MATERIAL TO PROCESS:
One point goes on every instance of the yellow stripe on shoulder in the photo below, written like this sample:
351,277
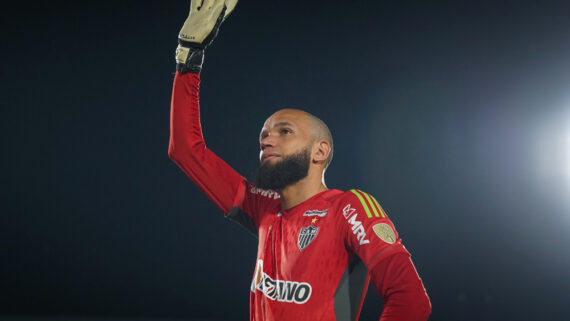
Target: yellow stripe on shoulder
362,201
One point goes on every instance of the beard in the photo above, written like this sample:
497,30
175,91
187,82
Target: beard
290,170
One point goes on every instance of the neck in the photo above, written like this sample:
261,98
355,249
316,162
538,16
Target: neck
302,190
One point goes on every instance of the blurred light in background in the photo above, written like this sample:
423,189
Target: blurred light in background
551,155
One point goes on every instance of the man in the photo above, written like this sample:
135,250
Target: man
318,247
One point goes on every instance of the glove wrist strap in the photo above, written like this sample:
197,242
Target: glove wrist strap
189,58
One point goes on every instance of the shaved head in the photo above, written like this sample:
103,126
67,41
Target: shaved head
320,131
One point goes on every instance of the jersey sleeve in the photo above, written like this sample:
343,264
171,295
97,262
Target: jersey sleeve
369,232
239,199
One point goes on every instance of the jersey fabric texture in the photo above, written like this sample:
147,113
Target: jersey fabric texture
314,260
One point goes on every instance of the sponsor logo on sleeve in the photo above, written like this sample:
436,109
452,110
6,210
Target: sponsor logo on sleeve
306,236
318,213
385,233
357,227
264,192
280,290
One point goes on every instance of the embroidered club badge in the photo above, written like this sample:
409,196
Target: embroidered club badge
306,236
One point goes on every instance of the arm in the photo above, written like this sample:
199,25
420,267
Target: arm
188,150
398,284
373,238
187,147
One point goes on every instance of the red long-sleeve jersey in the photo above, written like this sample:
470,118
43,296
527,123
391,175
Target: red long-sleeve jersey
314,260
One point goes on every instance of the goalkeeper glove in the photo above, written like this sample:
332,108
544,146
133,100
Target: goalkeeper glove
198,32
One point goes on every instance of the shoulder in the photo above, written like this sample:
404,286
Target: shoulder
355,200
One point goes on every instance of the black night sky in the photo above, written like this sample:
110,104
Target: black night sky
454,115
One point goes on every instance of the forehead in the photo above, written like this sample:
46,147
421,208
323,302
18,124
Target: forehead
290,117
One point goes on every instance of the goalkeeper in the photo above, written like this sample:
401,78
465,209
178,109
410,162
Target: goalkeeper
318,247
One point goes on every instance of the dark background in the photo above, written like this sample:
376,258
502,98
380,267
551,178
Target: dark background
456,116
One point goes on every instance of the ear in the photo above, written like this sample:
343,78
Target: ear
321,150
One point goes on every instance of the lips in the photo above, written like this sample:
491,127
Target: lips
268,156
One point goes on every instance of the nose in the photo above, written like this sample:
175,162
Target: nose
266,142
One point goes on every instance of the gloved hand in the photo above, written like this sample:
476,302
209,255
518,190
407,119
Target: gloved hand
199,30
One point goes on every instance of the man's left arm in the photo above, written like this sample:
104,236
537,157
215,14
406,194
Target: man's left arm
398,284
373,238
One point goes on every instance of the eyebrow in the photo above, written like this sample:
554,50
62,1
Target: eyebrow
279,124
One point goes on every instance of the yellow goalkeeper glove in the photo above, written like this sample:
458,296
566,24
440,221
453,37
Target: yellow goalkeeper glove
199,30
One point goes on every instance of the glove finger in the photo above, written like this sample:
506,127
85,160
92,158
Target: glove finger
230,5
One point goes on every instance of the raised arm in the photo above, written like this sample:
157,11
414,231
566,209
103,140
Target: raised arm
187,148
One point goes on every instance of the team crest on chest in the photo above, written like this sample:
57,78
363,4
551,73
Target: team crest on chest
306,236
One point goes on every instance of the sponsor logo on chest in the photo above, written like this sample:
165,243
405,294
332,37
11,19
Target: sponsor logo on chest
280,290
318,213
357,228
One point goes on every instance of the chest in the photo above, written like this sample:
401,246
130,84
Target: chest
297,244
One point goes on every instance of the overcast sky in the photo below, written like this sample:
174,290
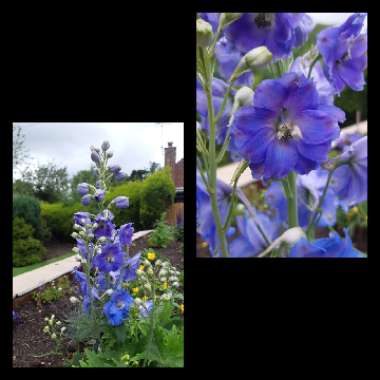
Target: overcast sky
67,144
333,18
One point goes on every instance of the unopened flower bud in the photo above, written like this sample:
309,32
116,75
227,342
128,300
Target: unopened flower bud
256,58
95,157
105,145
243,97
204,33
228,18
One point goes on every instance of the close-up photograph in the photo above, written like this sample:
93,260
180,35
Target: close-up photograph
281,120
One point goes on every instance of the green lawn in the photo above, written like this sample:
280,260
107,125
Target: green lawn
17,271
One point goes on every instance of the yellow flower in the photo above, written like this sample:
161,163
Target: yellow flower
151,256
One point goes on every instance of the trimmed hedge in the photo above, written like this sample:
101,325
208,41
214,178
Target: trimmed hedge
59,218
26,249
27,208
148,199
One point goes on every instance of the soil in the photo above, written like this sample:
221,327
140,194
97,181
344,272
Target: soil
29,341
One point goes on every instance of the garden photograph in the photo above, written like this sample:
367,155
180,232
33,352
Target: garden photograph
98,245
281,135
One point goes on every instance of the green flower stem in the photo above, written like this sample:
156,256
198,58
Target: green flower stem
292,200
212,170
312,65
318,211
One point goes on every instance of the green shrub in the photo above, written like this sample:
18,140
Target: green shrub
162,235
148,199
26,249
59,218
131,214
28,208
157,195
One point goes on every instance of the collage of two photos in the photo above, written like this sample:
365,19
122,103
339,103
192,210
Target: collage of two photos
99,246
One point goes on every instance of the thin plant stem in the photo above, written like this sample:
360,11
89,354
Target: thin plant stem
312,65
292,200
212,171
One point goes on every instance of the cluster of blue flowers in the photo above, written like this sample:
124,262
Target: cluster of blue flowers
290,126
102,248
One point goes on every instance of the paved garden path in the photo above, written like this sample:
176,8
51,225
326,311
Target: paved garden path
26,282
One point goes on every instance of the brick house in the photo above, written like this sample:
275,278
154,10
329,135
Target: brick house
175,213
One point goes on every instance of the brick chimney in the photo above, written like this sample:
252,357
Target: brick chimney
170,156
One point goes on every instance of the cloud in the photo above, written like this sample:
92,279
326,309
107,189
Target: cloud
67,144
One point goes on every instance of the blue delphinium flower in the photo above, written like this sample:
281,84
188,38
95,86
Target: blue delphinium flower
205,220
83,188
117,308
86,199
344,52
333,246
82,218
279,32
349,181
120,176
126,234
286,129
251,241
83,248
228,58
110,259
105,226
115,168
146,308
99,195
121,202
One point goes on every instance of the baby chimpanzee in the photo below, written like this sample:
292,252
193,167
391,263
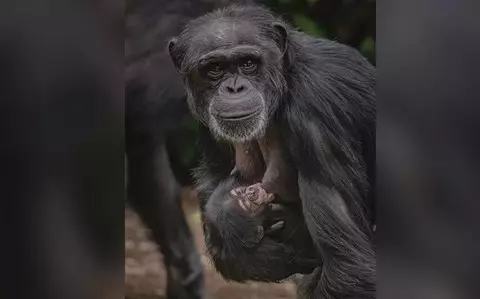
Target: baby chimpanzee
263,163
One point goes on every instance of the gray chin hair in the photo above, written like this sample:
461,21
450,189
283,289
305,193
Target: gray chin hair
240,132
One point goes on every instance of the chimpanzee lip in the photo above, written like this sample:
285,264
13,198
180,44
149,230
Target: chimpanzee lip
240,116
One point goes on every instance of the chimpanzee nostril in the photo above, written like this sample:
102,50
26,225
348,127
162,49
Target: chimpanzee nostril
241,88
235,89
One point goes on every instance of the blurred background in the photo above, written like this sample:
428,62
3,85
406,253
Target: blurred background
62,151
346,21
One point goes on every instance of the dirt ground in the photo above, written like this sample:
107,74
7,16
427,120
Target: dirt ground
145,274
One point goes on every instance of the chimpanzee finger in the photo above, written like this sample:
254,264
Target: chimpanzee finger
234,171
276,227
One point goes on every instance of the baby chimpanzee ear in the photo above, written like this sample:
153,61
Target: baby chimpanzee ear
282,33
175,53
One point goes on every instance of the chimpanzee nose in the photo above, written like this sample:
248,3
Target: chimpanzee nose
235,89
235,86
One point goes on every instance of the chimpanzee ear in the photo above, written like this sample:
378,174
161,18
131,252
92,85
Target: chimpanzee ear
282,34
175,53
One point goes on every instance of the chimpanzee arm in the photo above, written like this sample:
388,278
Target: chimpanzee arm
333,189
349,259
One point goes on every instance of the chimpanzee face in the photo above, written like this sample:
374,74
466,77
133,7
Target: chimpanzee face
233,74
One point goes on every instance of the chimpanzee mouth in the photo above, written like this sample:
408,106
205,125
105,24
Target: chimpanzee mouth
238,116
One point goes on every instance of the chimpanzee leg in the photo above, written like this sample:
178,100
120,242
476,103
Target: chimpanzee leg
154,194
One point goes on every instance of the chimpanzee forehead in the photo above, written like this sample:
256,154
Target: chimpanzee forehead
225,34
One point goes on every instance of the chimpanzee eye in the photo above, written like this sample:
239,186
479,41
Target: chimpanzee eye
248,66
214,71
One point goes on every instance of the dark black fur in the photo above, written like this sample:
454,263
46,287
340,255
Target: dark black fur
155,106
324,102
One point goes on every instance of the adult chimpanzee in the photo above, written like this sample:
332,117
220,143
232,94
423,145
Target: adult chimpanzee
246,71
155,104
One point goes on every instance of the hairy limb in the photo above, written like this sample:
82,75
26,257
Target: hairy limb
238,253
154,194
349,258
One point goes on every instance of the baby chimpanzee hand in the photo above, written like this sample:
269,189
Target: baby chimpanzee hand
256,202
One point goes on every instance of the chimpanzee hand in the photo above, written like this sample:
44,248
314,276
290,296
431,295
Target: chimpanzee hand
256,202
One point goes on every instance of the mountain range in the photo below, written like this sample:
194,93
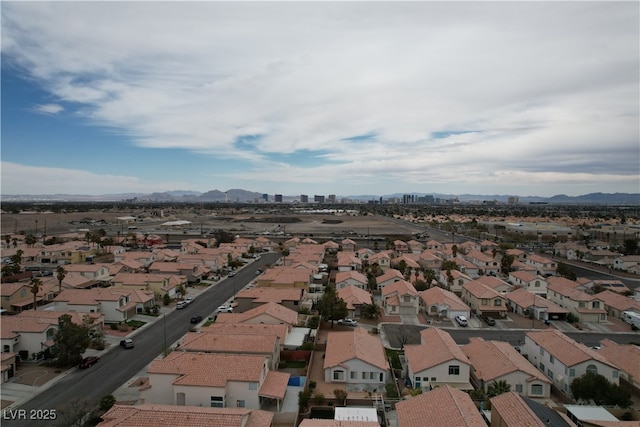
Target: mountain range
244,196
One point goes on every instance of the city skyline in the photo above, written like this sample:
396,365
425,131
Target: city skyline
351,98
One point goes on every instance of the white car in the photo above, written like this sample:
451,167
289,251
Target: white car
347,322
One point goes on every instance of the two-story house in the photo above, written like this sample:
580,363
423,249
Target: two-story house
400,298
494,361
563,360
437,361
356,358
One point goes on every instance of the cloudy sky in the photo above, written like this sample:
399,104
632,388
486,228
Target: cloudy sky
346,98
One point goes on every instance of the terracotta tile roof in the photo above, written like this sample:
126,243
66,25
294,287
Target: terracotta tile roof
442,407
192,416
514,412
563,348
312,422
494,359
219,343
209,370
524,298
437,295
437,347
624,356
277,295
275,385
281,331
355,344
354,296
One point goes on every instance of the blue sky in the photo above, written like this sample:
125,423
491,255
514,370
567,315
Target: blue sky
342,98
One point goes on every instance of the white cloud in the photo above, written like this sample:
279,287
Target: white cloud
49,108
543,87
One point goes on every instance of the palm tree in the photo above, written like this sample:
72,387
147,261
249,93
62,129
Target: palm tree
61,273
36,285
498,387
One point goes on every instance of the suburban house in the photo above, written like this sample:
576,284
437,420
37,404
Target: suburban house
511,409
171,415
232,329
530,281
214,380
285,277
355,298
31,332
348,261
390,276
442,303
382,259
483,300
351,278
626,357
544,266
493,361
630,263
208,341
253,297
437,361
159,284
356,358
117,305
17,296
399,298
453,280
562,359
522,301
269,314
587,308
443,407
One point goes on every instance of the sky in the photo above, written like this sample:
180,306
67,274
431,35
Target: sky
345,98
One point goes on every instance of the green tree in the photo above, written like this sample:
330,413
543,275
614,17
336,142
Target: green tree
61,273
36,285
596,387
506,262
331,306
498,387
69,341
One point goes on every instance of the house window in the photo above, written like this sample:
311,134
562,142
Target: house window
536,389
217,402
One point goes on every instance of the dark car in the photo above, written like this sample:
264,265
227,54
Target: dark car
89,361
490,321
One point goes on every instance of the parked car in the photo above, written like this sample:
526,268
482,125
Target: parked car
462,320
489,320
89,361
347,322
225,309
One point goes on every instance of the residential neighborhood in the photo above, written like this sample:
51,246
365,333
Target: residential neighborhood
308,326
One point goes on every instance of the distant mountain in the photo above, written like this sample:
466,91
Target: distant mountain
244,196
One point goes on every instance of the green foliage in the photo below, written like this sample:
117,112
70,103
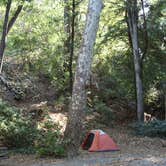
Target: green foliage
106,113
20,133
49,142
16,130
154,128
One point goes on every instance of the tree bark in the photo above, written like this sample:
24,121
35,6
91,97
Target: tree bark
4,33
7,25
132,15
14,18
69,24
78,102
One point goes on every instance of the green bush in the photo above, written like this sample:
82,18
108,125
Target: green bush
49,141
155,128
19,133
106,113
15,130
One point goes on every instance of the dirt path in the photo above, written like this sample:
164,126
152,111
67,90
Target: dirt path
135,151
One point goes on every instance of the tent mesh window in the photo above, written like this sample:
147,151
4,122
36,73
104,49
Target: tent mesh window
89,141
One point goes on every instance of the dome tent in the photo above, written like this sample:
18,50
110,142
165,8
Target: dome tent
98,141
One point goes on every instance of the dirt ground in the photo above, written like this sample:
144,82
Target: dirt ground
134,151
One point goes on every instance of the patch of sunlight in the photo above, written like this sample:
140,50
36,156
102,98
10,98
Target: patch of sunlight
153,159
59,118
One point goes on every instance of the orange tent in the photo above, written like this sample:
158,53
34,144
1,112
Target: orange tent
97,141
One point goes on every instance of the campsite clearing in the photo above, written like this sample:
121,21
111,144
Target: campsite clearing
134,151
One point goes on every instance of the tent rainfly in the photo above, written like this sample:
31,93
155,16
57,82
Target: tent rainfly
99,141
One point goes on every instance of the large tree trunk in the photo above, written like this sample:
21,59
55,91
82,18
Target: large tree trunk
78,102
132,15
4,33
69,24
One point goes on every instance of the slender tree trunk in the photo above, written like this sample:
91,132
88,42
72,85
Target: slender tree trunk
132,15
7,25
4,33
72,45
78,102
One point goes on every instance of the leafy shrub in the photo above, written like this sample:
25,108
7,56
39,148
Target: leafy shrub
152,129
106,113
49,141
19,132
16,130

TASK DESCRIPTION: Please count the lines above containing "below"; number only.

ANSWER BOX: 5